[begin Supplied entries]

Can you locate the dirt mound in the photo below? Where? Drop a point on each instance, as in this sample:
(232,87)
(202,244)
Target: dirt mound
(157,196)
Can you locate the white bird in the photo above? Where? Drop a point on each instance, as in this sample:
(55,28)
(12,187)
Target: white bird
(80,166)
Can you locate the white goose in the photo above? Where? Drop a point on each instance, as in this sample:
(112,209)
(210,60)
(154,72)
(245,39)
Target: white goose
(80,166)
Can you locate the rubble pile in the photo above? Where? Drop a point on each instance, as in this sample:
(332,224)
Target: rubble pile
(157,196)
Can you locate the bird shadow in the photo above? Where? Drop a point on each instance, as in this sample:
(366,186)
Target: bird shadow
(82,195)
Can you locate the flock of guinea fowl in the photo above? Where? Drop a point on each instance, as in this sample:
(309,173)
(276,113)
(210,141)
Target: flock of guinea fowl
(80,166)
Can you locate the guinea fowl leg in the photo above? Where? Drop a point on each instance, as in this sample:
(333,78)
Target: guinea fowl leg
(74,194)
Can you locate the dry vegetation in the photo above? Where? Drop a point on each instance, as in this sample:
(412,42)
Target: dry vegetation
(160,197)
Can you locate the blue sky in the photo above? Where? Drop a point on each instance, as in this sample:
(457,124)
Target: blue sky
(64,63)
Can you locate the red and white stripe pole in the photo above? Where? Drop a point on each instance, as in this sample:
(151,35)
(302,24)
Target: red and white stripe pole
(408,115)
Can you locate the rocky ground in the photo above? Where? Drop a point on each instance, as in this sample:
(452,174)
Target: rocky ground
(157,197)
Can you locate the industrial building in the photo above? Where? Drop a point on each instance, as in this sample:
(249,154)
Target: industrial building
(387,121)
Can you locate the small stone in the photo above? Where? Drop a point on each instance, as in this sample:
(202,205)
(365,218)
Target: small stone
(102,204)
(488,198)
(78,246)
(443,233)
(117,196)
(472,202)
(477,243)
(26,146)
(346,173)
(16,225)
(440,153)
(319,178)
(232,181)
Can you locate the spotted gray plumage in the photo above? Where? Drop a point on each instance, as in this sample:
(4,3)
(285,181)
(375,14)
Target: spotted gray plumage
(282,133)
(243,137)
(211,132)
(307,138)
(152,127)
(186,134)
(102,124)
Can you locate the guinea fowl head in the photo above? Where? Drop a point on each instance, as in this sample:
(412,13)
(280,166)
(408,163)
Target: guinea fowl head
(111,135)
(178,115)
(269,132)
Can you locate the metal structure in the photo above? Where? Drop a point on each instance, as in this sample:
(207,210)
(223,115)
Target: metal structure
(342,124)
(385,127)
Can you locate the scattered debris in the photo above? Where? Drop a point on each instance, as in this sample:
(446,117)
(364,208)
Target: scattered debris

[end Supplied entries]
[begin Supplied entries]

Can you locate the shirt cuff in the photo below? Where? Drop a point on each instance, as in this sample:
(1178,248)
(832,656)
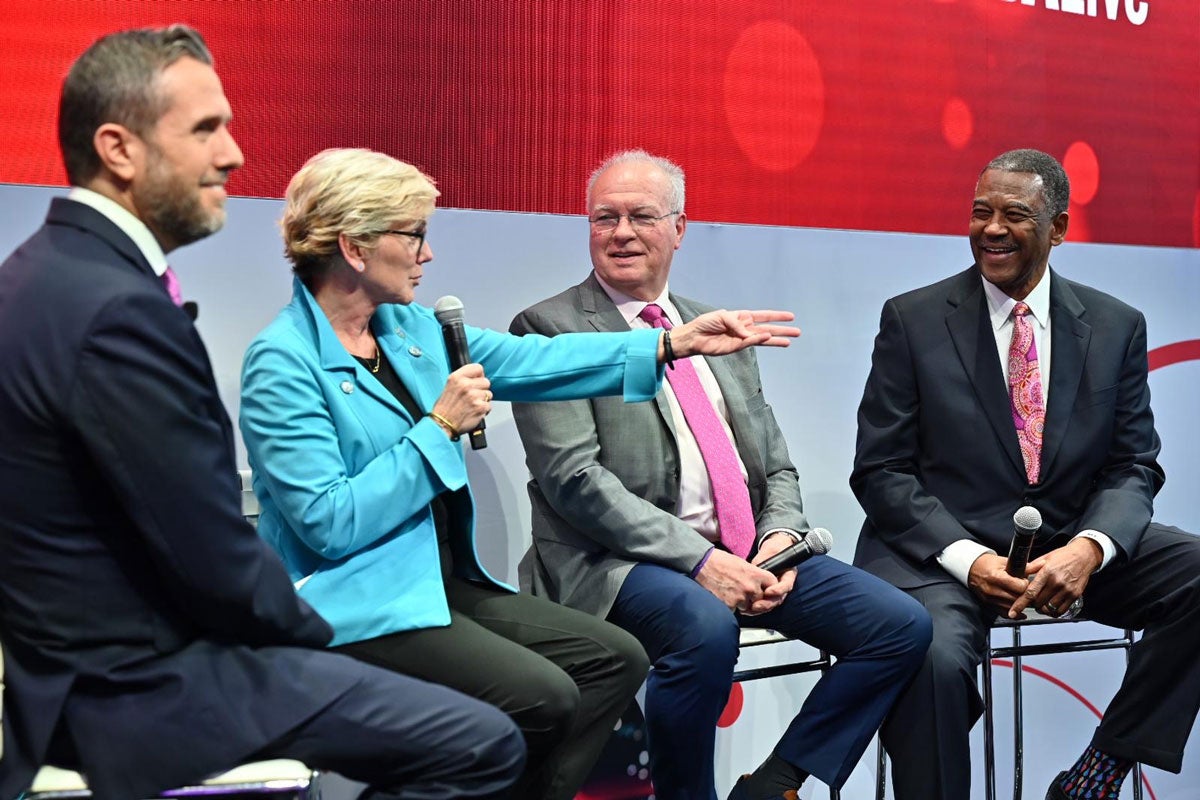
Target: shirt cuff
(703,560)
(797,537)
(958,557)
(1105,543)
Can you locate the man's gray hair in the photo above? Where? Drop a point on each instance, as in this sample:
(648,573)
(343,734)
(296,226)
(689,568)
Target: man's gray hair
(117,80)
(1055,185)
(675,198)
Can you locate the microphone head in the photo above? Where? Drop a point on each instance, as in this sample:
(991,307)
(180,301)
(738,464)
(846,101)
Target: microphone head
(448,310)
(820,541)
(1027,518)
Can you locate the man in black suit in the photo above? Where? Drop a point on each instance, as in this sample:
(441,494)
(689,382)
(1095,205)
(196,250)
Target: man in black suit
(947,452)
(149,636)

[end Supplied entries]
[begin Supplied entries]

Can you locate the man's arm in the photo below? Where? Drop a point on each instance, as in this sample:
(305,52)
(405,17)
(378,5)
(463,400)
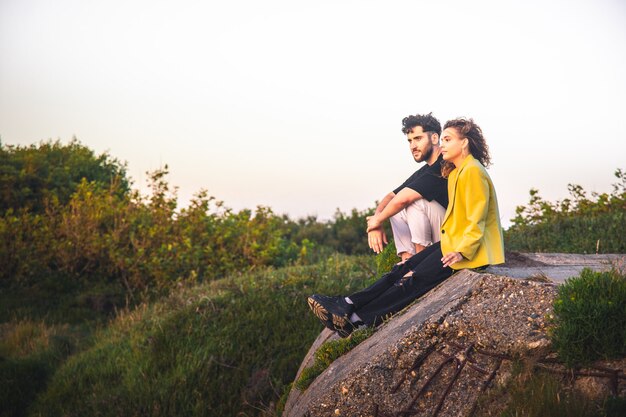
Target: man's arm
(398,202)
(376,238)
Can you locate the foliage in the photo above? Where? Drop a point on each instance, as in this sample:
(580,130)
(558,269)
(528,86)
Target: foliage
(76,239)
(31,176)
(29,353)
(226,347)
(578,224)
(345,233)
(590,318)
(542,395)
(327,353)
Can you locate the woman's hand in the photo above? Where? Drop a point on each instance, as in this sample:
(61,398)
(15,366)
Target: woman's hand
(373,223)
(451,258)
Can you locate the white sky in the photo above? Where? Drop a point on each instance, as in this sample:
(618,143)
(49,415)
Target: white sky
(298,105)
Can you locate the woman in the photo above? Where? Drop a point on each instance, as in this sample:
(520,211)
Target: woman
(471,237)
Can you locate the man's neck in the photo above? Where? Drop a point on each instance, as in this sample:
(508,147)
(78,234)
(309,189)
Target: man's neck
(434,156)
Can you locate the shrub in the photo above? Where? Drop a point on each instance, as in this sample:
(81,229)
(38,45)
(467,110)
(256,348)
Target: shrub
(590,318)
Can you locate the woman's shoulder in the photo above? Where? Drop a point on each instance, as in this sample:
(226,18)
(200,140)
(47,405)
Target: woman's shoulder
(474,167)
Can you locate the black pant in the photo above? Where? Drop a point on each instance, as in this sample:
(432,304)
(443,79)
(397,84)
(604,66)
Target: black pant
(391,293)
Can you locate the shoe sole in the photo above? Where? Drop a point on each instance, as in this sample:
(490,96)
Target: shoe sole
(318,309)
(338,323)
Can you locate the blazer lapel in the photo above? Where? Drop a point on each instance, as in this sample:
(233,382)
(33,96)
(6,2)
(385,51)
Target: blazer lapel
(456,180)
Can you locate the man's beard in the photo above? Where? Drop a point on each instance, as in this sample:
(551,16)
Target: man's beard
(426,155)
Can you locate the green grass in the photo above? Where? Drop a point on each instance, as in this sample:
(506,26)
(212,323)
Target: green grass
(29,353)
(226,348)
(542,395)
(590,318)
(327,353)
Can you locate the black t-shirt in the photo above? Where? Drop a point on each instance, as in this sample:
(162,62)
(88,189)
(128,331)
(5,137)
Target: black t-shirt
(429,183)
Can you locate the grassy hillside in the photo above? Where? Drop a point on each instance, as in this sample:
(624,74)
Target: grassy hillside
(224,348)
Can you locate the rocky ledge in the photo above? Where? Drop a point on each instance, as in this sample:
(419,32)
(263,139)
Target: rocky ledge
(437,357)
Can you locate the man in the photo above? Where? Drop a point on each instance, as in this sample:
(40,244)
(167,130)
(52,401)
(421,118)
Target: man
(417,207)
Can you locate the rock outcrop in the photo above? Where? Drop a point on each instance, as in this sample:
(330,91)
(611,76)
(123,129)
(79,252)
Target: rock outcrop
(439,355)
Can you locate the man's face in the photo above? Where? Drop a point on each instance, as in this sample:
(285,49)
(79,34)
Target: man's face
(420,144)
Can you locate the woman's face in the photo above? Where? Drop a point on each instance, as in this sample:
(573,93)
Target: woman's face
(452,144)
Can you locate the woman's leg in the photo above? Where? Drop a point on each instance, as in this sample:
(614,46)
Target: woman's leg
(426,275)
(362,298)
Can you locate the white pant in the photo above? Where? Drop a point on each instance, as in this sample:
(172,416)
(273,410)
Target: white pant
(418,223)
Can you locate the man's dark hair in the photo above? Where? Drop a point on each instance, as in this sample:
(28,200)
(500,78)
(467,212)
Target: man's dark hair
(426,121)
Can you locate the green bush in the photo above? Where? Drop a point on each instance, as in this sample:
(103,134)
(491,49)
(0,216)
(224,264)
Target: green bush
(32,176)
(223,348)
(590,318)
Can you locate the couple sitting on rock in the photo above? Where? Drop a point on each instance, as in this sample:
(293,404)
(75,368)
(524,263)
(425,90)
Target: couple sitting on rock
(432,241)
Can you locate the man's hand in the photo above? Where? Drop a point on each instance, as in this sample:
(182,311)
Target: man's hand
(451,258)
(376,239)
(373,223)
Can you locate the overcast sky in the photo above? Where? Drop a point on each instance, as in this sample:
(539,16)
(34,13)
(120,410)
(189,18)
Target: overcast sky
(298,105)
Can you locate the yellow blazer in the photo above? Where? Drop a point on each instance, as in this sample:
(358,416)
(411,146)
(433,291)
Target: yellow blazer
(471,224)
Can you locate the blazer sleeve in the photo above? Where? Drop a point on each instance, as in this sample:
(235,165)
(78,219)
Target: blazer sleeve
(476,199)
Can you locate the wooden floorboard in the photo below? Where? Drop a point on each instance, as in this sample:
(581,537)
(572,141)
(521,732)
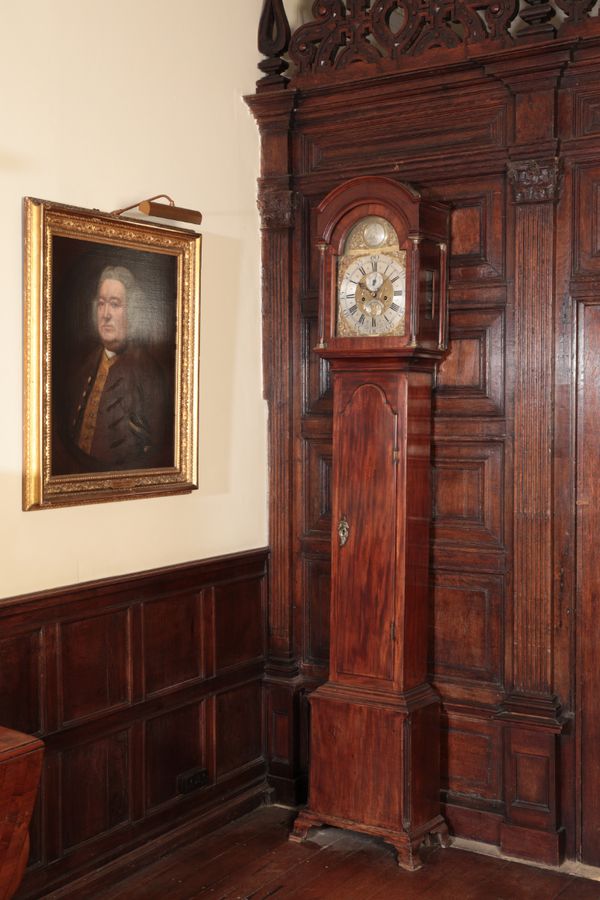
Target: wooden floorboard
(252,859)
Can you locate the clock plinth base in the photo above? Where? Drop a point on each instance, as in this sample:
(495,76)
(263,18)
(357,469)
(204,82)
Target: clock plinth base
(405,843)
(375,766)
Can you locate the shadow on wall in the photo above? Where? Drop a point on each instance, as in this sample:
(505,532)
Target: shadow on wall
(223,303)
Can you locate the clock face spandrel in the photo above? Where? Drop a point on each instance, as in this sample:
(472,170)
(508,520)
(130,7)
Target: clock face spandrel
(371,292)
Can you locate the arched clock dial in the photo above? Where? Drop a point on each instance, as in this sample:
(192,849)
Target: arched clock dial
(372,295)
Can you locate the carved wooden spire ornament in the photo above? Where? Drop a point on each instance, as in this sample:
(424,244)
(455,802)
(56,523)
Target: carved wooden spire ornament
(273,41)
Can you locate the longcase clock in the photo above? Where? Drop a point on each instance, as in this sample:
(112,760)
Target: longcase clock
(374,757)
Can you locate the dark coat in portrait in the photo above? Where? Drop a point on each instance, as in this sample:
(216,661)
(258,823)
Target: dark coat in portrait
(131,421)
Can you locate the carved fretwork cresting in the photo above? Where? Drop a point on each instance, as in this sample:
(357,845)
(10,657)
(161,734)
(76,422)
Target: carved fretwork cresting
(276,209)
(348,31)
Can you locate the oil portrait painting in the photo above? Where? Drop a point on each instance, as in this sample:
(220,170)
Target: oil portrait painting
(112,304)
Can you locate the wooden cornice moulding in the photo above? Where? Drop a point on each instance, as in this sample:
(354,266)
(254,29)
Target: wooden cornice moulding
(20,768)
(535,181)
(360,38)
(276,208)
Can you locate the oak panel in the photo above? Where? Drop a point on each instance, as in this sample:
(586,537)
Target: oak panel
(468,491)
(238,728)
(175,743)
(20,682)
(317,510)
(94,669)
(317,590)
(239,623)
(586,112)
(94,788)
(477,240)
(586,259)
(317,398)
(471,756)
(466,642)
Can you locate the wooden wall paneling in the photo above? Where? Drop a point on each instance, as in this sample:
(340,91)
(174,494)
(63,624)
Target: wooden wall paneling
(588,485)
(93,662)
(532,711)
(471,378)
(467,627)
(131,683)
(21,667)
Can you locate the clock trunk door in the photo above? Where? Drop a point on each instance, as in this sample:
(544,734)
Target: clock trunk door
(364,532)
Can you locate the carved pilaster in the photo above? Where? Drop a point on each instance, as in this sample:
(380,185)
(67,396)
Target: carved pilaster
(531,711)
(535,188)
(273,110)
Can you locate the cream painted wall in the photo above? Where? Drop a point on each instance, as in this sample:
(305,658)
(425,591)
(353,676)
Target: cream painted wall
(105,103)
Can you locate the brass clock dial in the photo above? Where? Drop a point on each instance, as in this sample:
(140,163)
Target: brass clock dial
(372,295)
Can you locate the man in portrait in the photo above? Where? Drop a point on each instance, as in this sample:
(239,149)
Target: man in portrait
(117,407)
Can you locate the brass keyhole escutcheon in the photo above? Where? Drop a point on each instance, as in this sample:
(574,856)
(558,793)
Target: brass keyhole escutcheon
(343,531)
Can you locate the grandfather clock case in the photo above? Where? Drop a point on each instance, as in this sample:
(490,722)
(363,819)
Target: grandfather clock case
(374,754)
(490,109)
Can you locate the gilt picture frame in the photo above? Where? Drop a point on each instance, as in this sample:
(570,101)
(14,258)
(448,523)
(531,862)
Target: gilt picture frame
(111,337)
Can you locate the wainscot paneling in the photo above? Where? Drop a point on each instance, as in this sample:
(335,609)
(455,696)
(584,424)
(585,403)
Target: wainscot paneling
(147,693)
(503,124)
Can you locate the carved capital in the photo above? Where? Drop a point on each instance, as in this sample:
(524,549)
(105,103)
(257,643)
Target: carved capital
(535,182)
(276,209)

[end Supplied entries]

# Instructions to follow:
Collect every row that contains the word "blue", treating uppercase and lowercase letters as different.

# Problem solution:
Can you locate the blue sky in the photo above? Where? Drop a point on each instance, as in this sample:
Target: blue sky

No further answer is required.